§ **Written instruction**:
Set out everything from the line containing "Could you point at the car taillight" down to the end of the entries below as a numbered list, leaving out any blank lines.

*****

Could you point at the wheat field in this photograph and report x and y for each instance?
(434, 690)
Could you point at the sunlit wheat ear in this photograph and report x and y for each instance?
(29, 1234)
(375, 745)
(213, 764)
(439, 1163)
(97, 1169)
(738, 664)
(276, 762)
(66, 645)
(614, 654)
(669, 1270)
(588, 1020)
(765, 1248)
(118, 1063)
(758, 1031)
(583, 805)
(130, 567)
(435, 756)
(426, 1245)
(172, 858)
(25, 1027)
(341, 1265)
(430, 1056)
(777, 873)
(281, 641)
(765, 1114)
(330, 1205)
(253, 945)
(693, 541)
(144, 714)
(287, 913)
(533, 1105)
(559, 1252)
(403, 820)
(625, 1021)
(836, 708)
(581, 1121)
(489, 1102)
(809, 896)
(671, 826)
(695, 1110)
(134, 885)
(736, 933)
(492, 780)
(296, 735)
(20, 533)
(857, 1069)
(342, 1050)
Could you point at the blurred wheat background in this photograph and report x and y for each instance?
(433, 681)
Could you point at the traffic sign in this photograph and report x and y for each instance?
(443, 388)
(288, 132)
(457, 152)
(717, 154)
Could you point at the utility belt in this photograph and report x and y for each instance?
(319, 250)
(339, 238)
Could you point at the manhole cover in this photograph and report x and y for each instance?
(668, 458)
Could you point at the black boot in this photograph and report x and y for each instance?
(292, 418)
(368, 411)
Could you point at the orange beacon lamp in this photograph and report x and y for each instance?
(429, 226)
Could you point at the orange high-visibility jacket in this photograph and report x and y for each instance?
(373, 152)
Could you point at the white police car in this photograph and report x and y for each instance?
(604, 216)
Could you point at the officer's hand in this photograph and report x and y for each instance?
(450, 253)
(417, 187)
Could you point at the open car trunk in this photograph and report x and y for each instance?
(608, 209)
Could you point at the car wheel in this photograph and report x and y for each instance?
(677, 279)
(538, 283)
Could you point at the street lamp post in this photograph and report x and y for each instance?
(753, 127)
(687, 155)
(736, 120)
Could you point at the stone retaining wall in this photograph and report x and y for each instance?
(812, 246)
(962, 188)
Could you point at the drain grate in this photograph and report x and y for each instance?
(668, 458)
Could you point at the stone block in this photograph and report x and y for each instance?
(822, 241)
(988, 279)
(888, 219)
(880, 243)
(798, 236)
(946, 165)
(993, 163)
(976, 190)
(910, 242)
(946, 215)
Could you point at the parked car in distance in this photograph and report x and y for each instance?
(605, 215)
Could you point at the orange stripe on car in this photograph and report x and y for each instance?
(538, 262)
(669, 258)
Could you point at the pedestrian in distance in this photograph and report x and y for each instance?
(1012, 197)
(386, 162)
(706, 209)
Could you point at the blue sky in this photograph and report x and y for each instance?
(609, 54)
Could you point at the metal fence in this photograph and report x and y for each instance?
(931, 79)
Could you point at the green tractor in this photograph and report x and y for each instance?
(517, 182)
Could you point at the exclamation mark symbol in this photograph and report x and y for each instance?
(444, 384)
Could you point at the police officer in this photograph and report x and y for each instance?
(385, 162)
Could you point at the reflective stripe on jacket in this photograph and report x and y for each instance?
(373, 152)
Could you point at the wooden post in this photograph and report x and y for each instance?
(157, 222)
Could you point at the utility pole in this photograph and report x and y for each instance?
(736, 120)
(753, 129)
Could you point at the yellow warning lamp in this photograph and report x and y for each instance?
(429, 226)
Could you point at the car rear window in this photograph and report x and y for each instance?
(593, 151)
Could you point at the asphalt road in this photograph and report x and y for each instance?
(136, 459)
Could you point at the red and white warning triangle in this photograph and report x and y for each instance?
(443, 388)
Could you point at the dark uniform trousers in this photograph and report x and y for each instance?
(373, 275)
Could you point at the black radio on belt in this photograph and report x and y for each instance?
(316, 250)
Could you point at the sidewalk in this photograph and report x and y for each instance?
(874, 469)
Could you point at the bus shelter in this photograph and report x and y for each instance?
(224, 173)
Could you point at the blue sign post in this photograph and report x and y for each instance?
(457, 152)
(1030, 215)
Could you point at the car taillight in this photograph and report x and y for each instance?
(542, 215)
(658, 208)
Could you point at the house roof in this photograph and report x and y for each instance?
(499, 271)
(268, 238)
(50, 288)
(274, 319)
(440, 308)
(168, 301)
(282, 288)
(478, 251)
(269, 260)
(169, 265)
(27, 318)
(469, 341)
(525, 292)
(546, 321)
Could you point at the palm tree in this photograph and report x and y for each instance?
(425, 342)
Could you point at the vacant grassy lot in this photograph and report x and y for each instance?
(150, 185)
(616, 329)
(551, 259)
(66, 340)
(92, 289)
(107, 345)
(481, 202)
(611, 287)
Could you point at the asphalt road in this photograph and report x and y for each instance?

*****

§ **The completed task**:
1. Could you point at the car taillight in this photograph and report x and y for each instance?
2. (542, 215)
3. (658, 208)
4. Could you point at the house roof in this photograph and report x and y for each instance?
5. (499, 271)
6. (268, 238)
7. (50, 288)
8. (274, 319)
9. (440, 308)
10. (168, 301)
11. (282, 288)
12. (478, 251)
13. (269, 260)
14. (169, 265)
15. (27, 318)
16. (469, 341)
17. (525, 292)
18. (546, 321)
19. Could you point at the palm tree in this photograph and report x and y for each instance?
20. (425, 342)
21. Could you point at the vacant grassy lot in this photograph and report x and y for each instance?
22. (150, 185)
23. (616, 329)
24. (551, 259)
25. (66, 340)
26. (92, 289)
27. (107, 345)
28. (481, 202)
29. (611, 287)
30. Could you point at the asphalt road in this photograph and report x and y for each instance?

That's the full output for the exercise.